= Supplied passage =

#####

The momentous day was when I made my final online harem visit, I felt a sense of relief and exhilaration as I closed out my browser in incognito mode. I realized I had discovered something that every PMOer was praying for: an easy way to stop. One of my failures, the man I describe in chapter 25, was the inspiration. We were both reduced to tears on every meeting. He was so agitated that I couldn’t get him to relax enough to absorb what I was saying. I hoped that if I wrote it all down, he could read it in his own good time, as many times as he wanted to, and this would help him to absorb the message.

I was in no doubt that EASYWAY would work just as effectively for other PMOers as it had for me. However, when I contemplated putting the method into book form, I was apprehensive. The comments were not very encouraging:

  • “How can a book help me to quit? What I need is willpower!”
  • “How can a book avoid the terrible withdrawal pangs?”

In addition to these pessimistic comments, I had my own doubts. Often it became obvious that someone had misunderstood an important point that I was making. I was able to correct the situation when I am in person or chatting. But how would a book be able to do that?

I remembered well the times when I studied to qualify as a (professional), when I didn’t understand or agree with a particular point in a book, the frustration because you couldn’t ask the book to explain. Added to all these factors, I had one doubt that overrode all the rest. I wasn’t a writer and was very conscious of my limitations in this respect. I was confident that I could sit down face to face with a PMOer and convince him or her how much more enjoyable social occasions are without PMO.

When a PMOer fail in quitting it is a mistake to regard it as their failure. In Allen’s smoker’s clinic when a smoker fails they regard it as the clinic’s failure, we failed to convince those smokers just how easy and enjoyable it is to quit. That failure rate was based on the money-back guarantee at the clinics. The average current failure rate of the clinics world-wide is under 5 per cent. That means a success rate of over 95 per cent. That was beyond the wildest dreams. Coming back to the present…You might well argue that if I genuinely believed that I would cure the world of all addictions, I must have expected to achieve 100 per cent. No, I never ever expected to achieve 100 per cent.

Snuff-taking was the previous most popular form of nicotine addiction until it became antisocial and died . However, there are still a few weirdoes that continue to take snuff and probably, there always will be. So there will always be a few weirdoes that will continue to use.

I certainly never expected to have to cure every PMOer personally. What I thought would happen was that once I had explained the mysteries of the porn trap and dispelled such illusions as:

  • Users enjoy PMO
  • Users choose to use PMO
  • PMO relieves boredom & stress
  • PMO aids concentration and performance
  • PMO is a habit
  • It takes willpower to quit
  • Once an addict always an addict
  • Telling PMOers that it will turn them into robots will make them to quit
  • Substitutes, particularly soft porn, reality porn, solo naked only porn etc.. and training toys such as fleshlight, helps PMOers to regain their full unfading erections.
  • All porn is same in their rate of addictiveness
  • In particular, when I had dispelled the illusion that it is difficult to quit and that you have to go through a transitional period of misery in order to do so, I naively thought that the rest of the world would also see the light and adopt my method.

I thought my chief antagonist would be the porn industry. Amazingly, my chief stumbling blocks were the very institutions that I thought would be my greatest allies: the control/regulated safe sex advocates in the noFap forum,the media and the established medical profession.

#####

= Entries shown =
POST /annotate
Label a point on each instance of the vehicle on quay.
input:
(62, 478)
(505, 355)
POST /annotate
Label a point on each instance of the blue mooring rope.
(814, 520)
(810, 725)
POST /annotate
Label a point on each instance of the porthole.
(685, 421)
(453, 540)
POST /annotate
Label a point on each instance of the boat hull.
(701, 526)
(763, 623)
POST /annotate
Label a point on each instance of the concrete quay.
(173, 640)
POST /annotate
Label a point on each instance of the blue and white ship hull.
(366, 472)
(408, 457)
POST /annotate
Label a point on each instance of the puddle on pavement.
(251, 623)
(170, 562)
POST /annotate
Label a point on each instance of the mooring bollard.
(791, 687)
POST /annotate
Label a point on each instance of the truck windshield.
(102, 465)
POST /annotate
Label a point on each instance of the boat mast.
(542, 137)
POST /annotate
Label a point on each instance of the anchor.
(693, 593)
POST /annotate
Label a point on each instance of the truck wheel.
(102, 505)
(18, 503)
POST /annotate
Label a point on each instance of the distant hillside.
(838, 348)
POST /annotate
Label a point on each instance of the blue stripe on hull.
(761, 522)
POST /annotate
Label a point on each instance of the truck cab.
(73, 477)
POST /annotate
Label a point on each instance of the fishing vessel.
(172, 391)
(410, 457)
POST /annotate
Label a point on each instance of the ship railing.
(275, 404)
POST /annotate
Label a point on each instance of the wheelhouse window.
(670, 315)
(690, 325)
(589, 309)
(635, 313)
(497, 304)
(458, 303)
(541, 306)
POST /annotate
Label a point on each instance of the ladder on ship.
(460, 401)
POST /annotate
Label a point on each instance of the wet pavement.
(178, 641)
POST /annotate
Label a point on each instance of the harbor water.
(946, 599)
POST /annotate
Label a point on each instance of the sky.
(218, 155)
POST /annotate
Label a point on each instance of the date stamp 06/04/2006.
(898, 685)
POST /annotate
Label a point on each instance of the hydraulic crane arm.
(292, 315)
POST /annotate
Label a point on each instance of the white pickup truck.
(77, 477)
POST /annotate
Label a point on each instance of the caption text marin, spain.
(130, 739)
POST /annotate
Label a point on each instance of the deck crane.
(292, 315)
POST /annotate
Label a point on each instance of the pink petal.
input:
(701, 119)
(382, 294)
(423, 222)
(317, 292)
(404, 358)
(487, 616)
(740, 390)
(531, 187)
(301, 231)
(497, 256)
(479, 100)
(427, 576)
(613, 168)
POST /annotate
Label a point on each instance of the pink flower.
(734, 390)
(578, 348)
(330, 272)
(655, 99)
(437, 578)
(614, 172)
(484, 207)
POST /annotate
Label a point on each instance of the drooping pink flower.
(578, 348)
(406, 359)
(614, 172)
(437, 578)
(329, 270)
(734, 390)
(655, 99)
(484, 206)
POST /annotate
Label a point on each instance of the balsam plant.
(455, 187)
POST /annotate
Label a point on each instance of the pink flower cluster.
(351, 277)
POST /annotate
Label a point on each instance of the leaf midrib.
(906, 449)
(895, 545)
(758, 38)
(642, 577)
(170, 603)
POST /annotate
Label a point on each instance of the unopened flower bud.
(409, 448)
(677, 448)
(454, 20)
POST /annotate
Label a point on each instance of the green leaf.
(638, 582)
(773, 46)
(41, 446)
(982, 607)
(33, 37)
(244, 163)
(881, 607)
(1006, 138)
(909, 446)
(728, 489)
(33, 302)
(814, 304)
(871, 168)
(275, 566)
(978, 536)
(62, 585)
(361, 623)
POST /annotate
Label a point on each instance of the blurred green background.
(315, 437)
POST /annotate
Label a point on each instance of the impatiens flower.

#####

= What to work on =
Output the stretch of the passage about quitting PMO from "I was in no" through "to do that?", copied word for word.

= Result for this exercise =
I was in no doubt that EASYWAY would work just as effectively for other PMOers as it had for me. However, when I contemplated putting the method into book form, I was apprehensive. The comments were not very encouraging:

  • “How can a book help me to quit? What I need is willpower!”
  • “How can a book avoid the terrible withdrawal pangs?”

In addition to these pessimistic comments, I had my own doubts. Often it became obvious that someone had misunderstood an important point that I was making. I was able to correct the situation when I am in person or chatting. But how would a book be able to do that?